[EXERCISE GOAL]:
Your task is to repeat, word for word, the line containing "locate: tall slender" and all lines that follow it to the end of the material, and no other lines.

[RECORDS FOR THIS TASK]:

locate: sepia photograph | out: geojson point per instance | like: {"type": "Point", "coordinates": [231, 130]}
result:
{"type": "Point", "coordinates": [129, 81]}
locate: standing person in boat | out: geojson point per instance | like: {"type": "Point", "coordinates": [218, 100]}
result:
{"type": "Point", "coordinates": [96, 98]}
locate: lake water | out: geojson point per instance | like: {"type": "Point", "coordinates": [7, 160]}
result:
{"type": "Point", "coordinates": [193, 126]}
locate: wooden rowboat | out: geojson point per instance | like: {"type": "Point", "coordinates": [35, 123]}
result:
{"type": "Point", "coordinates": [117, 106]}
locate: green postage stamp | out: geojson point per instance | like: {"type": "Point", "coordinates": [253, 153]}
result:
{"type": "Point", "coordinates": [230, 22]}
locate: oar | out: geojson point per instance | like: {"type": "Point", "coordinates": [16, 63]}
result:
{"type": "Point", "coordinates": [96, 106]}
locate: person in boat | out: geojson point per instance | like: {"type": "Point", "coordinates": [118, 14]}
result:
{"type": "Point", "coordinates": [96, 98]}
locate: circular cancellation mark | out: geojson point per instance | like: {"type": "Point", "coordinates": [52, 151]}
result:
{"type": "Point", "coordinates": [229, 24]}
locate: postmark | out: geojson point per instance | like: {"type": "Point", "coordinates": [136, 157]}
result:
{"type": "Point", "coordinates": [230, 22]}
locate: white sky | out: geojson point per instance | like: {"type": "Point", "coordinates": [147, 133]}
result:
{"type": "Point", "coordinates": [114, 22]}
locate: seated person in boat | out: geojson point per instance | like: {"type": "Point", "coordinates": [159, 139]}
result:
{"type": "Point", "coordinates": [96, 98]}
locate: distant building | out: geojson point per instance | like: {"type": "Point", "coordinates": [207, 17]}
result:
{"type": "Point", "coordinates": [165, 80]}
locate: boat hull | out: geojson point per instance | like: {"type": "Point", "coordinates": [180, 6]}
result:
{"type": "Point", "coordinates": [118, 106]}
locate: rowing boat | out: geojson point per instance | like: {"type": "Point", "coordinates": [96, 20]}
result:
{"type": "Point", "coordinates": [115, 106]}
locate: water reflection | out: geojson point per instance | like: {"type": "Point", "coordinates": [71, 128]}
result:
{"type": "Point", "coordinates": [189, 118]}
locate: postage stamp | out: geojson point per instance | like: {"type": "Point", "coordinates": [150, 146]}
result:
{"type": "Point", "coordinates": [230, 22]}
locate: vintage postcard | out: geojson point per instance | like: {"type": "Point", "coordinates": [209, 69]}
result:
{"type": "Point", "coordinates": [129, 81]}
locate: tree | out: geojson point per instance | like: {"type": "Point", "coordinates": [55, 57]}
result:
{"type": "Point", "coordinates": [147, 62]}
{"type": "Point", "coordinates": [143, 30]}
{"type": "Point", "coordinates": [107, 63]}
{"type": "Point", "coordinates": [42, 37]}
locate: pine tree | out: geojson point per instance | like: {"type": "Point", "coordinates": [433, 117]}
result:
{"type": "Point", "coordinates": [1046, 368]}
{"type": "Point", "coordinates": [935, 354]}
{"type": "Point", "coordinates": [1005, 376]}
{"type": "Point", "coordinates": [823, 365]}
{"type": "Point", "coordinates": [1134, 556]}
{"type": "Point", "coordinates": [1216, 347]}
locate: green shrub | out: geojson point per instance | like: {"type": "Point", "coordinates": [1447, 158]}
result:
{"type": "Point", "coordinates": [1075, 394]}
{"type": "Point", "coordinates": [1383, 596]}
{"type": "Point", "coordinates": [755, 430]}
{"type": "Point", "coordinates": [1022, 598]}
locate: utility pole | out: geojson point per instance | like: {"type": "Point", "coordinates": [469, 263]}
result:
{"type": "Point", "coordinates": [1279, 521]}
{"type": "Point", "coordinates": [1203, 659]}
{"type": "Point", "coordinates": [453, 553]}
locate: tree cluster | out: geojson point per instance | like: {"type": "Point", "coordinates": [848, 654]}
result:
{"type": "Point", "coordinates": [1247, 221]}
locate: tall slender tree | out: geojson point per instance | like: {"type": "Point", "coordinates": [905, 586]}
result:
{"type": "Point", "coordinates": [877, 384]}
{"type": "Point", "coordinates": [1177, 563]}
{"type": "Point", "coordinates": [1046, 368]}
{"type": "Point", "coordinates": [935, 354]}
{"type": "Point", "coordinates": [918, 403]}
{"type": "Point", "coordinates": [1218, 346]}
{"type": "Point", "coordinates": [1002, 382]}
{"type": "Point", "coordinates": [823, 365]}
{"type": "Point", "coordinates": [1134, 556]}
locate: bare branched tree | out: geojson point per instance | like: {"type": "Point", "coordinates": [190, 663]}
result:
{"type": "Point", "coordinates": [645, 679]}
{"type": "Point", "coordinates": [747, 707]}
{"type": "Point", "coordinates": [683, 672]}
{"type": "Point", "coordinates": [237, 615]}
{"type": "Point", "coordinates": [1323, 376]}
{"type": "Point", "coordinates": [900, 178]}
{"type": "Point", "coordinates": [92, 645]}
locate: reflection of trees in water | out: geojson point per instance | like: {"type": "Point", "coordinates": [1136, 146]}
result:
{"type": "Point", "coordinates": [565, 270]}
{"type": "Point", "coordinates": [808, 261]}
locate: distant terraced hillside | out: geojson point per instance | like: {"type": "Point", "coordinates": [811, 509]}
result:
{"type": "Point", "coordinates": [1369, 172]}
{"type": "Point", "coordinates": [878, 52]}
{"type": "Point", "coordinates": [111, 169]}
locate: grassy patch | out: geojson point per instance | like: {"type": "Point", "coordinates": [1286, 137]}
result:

[ANSWER TO THIS PROBLEM]:
locate: tall slender tree | out: geojson point per instance | like: {"type": "Point", "coordinates": [905, 586]}
result:
{"type": "Point", "coordinates": [877, 384]}
{"type": "Point", "coordinates": [1177, 563]}
{"type": "Point", "coordinates": [1046, 368]}
{"type": "Point", "coordinates": [935, 354]}
{"type": "Point", "coordinates": [918, 403]}
{"type": "Point", "coordinates": [1218, 346]}
{"type": "Point", "coordinates": [1002, 382]}
{"type": "Point", "coordinates": [823, 365]}
{"type": "Point", "coordinates": [1134, 556]}
locate: bare branched tree | out: geojson point per instance | like: {"type": "Point", "coordinates": [190, 663]}
result:
{"type": "Point", "coordinates": [645, 679]}
{"type": "Point", "coordinates": [747, 707]}
{"type": "Point", "coordinates": [683, 672]}
{"type": "Point", "coordinates": [237, 615]}
{"type": "Point", "coordinates": [1323, 376]}
{"type": "Point", "coordinates": [900, 178]}
{"type": "Point", "coordinates": [92, 645]}
locate: reflection of trees in water | out: geojson point per instance | like: {"type": "Point", "coordinates": [1136, 146]}
result:
{"type": "Point", "coordinates": [565, 270]}
{"type": "Point", "coordinates": [808, 261]}
locate: distant terraced hillside | out: geojson point per instance | like: {"type": "Point", "coordinates": [811, 509]}
result:
{"type": "Point", "coordinates": [1369, 172]}
{"type": "Point", "coordinates": [878, 52]}
{"type": "Point", "coordinates": [111, 169]}
locate: grassy patch | out: geojson point per instance | like: {"type": "Point", "coordinates": [1286, 137]}
result:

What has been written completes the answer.